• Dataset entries
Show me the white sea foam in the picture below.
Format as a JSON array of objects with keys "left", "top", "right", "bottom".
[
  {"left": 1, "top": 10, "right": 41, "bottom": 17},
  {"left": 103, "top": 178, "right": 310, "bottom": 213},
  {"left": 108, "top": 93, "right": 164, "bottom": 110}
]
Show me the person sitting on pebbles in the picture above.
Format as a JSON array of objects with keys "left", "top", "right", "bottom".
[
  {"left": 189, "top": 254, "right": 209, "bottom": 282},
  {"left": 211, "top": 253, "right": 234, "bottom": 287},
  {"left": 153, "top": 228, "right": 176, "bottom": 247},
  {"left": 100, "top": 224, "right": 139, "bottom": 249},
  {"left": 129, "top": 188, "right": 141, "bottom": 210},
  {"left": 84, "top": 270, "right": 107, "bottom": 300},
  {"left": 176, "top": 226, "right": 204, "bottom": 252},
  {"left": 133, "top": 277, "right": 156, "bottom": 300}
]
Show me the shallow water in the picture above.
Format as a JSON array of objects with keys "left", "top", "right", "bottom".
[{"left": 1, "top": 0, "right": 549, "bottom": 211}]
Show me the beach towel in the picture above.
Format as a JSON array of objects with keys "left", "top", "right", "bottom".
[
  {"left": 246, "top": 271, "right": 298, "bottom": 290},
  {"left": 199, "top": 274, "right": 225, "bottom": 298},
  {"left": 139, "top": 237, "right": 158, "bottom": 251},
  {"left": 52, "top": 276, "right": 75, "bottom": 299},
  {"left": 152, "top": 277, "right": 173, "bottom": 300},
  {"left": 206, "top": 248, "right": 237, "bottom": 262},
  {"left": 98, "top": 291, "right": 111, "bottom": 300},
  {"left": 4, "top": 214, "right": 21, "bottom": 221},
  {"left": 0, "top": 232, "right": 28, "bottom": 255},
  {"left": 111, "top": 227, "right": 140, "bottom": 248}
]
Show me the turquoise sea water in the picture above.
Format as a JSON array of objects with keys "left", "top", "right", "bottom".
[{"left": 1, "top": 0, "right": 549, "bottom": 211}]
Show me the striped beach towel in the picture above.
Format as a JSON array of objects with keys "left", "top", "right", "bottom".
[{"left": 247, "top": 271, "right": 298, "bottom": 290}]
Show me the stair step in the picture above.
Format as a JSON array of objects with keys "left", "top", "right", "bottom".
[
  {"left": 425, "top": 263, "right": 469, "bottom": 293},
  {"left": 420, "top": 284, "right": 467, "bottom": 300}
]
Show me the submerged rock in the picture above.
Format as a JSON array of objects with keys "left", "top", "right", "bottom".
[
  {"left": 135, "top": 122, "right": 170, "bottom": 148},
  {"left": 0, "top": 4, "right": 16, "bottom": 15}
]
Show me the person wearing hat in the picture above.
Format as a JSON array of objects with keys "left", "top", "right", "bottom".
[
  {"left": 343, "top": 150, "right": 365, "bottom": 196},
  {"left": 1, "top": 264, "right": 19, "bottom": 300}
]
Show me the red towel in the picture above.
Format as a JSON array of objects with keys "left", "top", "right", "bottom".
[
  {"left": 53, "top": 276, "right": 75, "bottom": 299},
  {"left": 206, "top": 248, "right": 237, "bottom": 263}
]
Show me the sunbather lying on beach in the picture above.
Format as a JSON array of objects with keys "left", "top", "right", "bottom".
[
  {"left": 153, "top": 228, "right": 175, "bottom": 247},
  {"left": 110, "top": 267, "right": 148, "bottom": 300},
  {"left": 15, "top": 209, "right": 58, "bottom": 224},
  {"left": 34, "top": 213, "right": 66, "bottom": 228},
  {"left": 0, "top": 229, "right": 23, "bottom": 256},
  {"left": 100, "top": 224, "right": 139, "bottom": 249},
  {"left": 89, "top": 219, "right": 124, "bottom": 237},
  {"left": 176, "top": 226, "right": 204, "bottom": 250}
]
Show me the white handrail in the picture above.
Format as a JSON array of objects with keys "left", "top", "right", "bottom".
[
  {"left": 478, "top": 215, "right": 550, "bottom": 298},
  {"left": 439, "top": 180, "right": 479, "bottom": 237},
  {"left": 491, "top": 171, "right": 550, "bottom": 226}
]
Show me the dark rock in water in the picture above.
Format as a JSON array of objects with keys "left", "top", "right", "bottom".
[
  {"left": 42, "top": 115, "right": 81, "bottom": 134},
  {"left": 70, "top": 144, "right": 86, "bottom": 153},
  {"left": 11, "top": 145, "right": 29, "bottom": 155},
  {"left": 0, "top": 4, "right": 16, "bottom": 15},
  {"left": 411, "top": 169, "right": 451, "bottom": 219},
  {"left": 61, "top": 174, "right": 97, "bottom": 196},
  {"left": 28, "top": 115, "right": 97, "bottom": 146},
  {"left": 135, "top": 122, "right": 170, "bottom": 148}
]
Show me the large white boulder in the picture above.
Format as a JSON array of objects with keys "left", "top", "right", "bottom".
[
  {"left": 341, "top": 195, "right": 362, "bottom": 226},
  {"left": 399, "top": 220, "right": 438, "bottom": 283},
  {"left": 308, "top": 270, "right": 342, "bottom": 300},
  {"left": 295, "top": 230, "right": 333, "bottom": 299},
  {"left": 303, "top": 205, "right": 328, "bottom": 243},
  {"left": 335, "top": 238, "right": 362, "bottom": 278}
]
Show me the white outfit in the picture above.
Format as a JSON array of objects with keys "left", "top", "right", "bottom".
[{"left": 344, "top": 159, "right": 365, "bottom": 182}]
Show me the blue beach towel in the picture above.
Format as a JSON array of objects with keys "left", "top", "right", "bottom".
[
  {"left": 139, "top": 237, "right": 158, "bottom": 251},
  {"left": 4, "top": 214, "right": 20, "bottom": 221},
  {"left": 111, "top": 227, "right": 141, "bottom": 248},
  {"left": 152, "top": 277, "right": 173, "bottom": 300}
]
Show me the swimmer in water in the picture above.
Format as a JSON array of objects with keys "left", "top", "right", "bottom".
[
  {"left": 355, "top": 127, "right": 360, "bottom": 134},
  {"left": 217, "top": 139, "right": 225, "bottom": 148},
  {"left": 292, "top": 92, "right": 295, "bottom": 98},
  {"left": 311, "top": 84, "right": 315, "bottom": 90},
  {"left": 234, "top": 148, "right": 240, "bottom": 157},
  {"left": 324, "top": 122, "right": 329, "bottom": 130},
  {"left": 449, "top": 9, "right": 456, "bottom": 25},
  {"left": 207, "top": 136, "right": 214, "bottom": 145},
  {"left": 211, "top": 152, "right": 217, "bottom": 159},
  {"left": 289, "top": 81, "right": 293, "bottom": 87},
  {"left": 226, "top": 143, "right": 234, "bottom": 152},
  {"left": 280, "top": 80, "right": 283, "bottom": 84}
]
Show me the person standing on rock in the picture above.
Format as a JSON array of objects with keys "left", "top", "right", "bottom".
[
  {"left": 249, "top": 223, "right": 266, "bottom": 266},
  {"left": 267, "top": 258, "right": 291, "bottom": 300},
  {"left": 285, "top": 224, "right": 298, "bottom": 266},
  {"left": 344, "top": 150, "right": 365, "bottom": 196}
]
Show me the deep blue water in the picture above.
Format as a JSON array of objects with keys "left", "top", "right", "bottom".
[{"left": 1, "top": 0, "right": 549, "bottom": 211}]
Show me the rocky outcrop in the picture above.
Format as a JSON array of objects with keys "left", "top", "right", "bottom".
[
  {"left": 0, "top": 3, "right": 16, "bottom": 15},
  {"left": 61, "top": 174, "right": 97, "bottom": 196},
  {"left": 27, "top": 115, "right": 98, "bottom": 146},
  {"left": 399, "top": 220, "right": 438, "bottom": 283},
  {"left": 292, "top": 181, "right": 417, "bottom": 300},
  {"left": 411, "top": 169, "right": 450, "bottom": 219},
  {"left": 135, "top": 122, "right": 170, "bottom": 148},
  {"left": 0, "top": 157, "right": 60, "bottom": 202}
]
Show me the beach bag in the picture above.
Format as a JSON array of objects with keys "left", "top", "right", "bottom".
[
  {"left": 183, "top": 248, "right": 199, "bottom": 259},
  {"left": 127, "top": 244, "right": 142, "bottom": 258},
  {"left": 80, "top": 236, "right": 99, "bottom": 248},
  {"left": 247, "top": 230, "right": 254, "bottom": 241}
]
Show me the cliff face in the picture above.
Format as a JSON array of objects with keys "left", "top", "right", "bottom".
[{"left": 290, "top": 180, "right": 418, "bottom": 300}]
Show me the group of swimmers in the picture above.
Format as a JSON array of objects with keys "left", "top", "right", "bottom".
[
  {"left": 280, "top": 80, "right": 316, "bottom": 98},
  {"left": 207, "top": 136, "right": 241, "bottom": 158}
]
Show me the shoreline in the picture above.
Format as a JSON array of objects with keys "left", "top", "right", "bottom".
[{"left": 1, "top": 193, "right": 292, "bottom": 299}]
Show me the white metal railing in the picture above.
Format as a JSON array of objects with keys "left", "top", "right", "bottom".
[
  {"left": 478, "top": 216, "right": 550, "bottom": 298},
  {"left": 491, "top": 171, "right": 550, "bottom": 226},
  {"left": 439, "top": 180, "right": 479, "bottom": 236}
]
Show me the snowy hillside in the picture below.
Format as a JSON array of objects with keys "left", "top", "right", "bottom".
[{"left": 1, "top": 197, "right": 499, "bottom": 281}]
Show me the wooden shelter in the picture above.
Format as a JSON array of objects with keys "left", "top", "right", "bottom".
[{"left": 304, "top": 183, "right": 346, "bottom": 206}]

• Work instructions
Return the entries exactly through the "Show me the person sitting" line.

• Response
Show me the white sea foam in the picture below.
Format as a JSON array of objects with keys "left", "top", "right", "bottom".
[
  {"left": 1, "top": 10, "right": 41, "bottom": 17},
  {"left": 103, "top": 178, "right": 310, "bottom": 213},
  {"left": 108, "top": 93, "right": 164, "bottom": 110}
]
Show me the person sitting on pebbles in the picture above.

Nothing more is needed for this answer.